PROBLEM TO WORK ON =>
Pull out each line of the records below that contains the word "above" and copy those lines unchanged.
Start RECORDS FOR THE TASK
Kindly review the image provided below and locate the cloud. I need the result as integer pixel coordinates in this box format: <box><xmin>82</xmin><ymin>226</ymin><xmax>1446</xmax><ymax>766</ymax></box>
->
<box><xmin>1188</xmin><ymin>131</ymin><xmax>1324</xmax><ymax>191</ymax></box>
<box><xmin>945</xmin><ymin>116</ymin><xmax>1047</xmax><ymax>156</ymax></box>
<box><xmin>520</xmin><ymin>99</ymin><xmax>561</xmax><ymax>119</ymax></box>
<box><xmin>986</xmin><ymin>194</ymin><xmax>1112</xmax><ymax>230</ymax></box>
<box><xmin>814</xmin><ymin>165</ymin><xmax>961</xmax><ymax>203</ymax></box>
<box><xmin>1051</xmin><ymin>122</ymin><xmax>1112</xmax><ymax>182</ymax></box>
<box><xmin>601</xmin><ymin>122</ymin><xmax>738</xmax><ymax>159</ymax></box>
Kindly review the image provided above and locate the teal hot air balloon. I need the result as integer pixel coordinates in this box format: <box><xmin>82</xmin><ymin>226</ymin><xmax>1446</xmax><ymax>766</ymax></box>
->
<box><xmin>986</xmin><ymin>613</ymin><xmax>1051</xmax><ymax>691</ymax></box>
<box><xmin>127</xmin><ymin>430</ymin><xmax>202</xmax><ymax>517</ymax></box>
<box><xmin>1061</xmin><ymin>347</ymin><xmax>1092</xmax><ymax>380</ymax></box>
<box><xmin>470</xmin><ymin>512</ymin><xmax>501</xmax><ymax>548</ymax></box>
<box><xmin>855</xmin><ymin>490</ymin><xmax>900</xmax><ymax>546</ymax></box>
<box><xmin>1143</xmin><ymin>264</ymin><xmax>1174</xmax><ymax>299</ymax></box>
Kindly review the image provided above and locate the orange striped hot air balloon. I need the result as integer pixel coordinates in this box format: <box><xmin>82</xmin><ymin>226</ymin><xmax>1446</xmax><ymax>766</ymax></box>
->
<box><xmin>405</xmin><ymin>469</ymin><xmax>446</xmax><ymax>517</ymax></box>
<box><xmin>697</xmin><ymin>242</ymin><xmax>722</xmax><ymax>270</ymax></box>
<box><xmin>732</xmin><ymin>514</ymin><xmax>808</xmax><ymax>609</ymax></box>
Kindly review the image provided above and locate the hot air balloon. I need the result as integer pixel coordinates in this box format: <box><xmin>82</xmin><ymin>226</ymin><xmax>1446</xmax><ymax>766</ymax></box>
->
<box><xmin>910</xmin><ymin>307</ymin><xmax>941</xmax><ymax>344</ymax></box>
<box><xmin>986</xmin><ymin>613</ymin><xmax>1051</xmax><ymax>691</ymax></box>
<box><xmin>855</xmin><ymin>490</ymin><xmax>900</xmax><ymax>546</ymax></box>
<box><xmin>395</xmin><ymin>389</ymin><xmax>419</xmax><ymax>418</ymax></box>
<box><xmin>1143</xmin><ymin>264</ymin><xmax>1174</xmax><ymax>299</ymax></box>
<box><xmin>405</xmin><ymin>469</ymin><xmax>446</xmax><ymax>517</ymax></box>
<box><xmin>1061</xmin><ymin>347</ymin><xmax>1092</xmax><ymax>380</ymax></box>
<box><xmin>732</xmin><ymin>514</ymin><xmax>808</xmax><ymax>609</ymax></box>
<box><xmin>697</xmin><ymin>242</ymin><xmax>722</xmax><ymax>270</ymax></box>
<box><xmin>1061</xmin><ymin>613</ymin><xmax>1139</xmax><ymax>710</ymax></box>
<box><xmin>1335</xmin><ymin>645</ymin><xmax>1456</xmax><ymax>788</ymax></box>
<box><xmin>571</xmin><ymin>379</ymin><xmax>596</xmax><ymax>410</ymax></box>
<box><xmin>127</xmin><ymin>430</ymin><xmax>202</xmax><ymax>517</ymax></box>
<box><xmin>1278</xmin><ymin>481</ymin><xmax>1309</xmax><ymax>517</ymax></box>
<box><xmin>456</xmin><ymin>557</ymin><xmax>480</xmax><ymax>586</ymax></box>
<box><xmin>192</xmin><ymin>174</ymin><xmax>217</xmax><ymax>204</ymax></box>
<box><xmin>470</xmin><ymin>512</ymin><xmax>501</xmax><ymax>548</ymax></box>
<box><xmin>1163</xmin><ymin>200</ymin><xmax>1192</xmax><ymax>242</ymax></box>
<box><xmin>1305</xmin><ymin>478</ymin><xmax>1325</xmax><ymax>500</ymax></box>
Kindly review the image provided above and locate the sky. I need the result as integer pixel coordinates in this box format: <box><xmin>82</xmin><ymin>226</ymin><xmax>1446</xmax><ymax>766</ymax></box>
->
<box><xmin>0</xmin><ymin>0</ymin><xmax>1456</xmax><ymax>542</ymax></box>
End RECORDS FOR THE TASK
RESULT OF THE TASK =>
Kindly review the image provided above and locate the teal hot air balloon. I need the result as integer pixel coordinates in this box format: <box><xmin>82</xmin><ymin>226</ymin><xmax>1446</xmax><ymax>766</ymax></box>
Kindly review the image provided above and locate the orange striped hot air balloon. I need the result as integer pixel coordinates in this box format: <box><xmin>82</xmin><ymin>226</ymin><xmax>1446</xmax><ymax>766</ymax></box>
Kindly review the image provided above and locate the hot air balloon. I need the result as integer pixel coordinates in this box format: <box><xmin>82</xmin><ymin>226</ymin><xmax>1446</xmax><ymax>766</ymax></box>
Kindly review the image provided above and locate the sky. I need the result as integer pixel coordinates in this box format: <box><xmin>82</xmin><ymin>226</ymin><xmax>1446</xmax><ymax>766</ymax></box>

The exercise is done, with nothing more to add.